• **Dataset excerpts**
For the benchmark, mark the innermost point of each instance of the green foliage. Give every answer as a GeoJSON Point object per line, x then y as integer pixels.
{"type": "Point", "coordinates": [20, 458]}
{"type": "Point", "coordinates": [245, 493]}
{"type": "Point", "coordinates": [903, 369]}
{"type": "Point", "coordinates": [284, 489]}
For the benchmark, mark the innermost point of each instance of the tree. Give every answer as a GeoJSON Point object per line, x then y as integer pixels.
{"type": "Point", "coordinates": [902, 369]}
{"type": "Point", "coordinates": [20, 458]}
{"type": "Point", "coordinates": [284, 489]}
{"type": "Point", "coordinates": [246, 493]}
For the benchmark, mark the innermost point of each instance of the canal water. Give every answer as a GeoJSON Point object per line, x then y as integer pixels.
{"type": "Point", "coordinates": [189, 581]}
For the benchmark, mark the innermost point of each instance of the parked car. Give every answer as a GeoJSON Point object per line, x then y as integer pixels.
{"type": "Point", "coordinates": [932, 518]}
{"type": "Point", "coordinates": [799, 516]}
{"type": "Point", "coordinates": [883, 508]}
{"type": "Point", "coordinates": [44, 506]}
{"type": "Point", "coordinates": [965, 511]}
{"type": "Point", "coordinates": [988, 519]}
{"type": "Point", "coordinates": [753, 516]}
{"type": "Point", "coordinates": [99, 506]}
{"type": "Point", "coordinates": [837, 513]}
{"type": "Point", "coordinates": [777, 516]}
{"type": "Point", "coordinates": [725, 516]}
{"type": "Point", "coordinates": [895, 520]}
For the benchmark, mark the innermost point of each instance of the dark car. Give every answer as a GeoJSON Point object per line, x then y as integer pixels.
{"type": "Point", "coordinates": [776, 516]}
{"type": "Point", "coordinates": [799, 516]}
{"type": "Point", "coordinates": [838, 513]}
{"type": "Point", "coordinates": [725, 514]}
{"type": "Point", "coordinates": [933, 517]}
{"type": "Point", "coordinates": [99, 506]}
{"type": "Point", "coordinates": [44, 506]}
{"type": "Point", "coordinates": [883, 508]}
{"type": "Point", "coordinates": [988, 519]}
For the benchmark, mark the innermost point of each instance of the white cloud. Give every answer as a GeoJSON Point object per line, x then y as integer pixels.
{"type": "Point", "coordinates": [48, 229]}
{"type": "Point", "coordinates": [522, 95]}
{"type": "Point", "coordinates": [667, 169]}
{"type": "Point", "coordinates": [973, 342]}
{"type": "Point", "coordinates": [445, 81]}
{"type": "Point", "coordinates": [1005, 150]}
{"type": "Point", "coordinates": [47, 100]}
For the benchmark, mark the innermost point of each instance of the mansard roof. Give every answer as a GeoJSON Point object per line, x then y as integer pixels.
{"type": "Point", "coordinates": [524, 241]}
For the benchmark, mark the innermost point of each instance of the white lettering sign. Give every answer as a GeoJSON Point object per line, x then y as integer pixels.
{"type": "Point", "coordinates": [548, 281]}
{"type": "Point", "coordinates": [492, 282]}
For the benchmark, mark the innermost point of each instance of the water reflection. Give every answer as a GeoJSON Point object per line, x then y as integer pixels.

• **Aim of the exercise**
Copy out the records from the line with "of the mansard" through the end of the records, requests included, adding 84 to every coordinate in the answers.

• **Response below**
For the benchmark, mark the innermost point of each instance of the mansard roof. Give every answer as a GeoJSON Point object per line, x then y as integer pixels.
{"type": "Point", "coordinates": [608, 325]}
For the benchmark, mark the innermost point of each instance of the white lettering sign. Give every answer as a GeoJSON Point object per line, x then y as integer pixels.
{"type": "Point", "coordinates": [632, 365]}
{"type": "Point", "coordinates": [576, 366]}
For the benchmark, mark the innermost point of each instance of the water reflection. Give every answer as a GeoJSON Point object per line, x then y as integer pixels.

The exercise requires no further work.